APPLY WHAT YOU READ
a) In the Life Biosciences article, what kinds of investors are mainly backing the company?
b) Reproduce the Life Biosciences article word for word, from "Life Biosciences will" to "into longevity research.".
c) Pick up the Life Biosciences article after its last line and keep it going in the same manner.

Life Biosciences will on Monday announce the completion of a $50M funding round - twice its original target - to invest in a range of approaches to extending healthy life. "We have undertaken a big land-grab of longevity-related intellectual property and we have pulled together a lot of the world's longevity scientists." Longevity is a rapidly expanding sector of the biotech industry, as scientists learn more about the way biological pathways fail in old age. Investors in Life Biosciences are mainly wealthy individuals and family trusts, reflecting a widespread view that ageing millionaires are keen to put some of their money into longevity research.

Life Biosciences had quietly raised $25M in an early financing round in 2017. It declined to disclose the company's current value but others familiar with the latest fundraising estimated the valuation at about $500M. "We are tackling all eight pathways of age-related decline." These include cellular senescence, stem cell exhaustion, and dysfunction in mitochondria (the energy-generating units in cells). Six "daughter companies" work semi-independently on different development projects. One such company, Senolytic Therapeutics, is developing compounds and technologies that target senescent cells. Researchers believe that destroying these "zombie" cells will counteract some of the adverse effects of ageing.


Do you foresee the development of a mutual fund specializing in anti-aging companies?

Posted by: Peter Christiansen at January 21st, 2019 5:41 PM

@Peter Christiansen: In time, but not for years yet.

Posted by: Reason at January 21st, 2019 7:50 PM

Let's hope the hype crash does not lead to long term hibernation in aging funding

I fear it coming

A $400 MM post money for Juvenescence??

RECORDS
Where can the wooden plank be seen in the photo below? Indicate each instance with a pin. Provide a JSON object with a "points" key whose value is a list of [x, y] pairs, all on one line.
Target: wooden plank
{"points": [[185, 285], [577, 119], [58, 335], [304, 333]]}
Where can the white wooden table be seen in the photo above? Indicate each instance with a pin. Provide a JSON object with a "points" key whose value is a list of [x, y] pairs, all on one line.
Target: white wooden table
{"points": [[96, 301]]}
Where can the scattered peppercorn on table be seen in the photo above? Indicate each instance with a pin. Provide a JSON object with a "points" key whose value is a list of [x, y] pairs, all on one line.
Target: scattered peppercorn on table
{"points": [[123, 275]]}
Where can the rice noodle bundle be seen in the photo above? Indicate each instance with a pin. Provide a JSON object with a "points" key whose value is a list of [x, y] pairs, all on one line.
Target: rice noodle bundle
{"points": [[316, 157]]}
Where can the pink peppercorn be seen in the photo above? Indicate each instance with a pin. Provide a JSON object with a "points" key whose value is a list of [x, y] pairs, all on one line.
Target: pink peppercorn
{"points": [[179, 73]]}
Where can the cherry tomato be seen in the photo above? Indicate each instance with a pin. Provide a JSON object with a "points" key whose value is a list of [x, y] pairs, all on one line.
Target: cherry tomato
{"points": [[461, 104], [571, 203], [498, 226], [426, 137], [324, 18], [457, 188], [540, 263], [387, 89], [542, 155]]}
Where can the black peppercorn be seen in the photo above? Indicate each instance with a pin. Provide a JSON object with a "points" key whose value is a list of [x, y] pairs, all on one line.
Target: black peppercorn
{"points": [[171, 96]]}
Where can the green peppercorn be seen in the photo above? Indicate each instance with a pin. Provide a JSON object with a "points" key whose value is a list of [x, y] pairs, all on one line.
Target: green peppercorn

EXPECTED RESULTS
a) Mainly wealthy individuals and family trusts.

b)
Life Biosciences will on Monday announce the completion of a $50M funding round - twice its original target - to invest in a range of approaches to extending healthy life. "We have undertaken a big land-grab of longevity-related intellectual property and we have pulled together a lot of the world's longevity scientists." Longevity is a rapidly expanding sector of the biotech industry, as scientists learn more about the way biological pathways fail in old age. Investors in Life Biosciences are mainly wealthy individuals and family trusts, reflecting a widespread view that ageing millionaires are keen to put some of their money into longevity research.

c)
Let's see:

The Juvenescence 14.4MM AgeX shares, at NYSE current market price of $4.23 = $61 MM (they own approx 40% of AgeX today)

Add on top of that the new $46MM of cash

That means the folks there think the value of everything else in their portfolio (early stage discovery shops LyGenesis and Antoxerene, and AI magicians Insilico and Netramark) is at least $300 million???? And they own less than 100% of each of those assets!

That technically values each of those assets at least $75 million each! More than their AgeX shares are valued on the NYSE?!

As far as Sinclair, and anyone that would trust him corner the market with such a "bio-conglomerate" model, I have nothing else to say but......Sirtris

Keep the money on the sidelines and let these institutions have the first crash - I feel that there will be Warren Buffet style value to pick up in the coming years

Posted by: BioInvestor99 at January 22nd, 2019 5:22 AM

Think of where we were from like 2000 to 2016, and now how far we came in 2017 and 2018. It also shows why its hard to predict how far we can go in a certain time period.

I don't see a crash anytime soon. Like in railways, those first people in, building the first rail lines, between the big cities, those were just pure gold. Those lines are still gold over a hundred years later.

It took decades of massive investment in railroads before the good opportunities started to run out, and more questionable railroads were being built.

Posted by: aa3 at January 22nd, 2019 9:07 PM


An interesting parallel

But back then you had railroad magnates like billionaire Cornelius Vanderbilt footing a large part of the development phase

Not millions of small retail investors that are being pulled in much earlier in by billionaires like Mellon who seem to be putting very little proportionately of their wealth on the table, and are promising hype that could evaporate in an instant

Posted by: BioInvestor99 at January 23rd, 2019 4:08 AM

@BioInvestor99, it does show the guys like Mellon are not as confident in the opportunity as Vanderbilt was in railroads.

I think once Vanderbilt got approval from governments to build a line between two cities, where at that point no rail lines existed between those cities, it was a virtually no-risk investment. In that light there was no reason for him to share the opportunity with other investors. He may though have been spreading the risk by taking loans from a number of banks, and raising funds through bonds from a number of sources.

An analogy to raising big capital once you have the approval, is how pharmaceutical companies use debt to buy up smaller companies that have an approval or very likely to get that approval.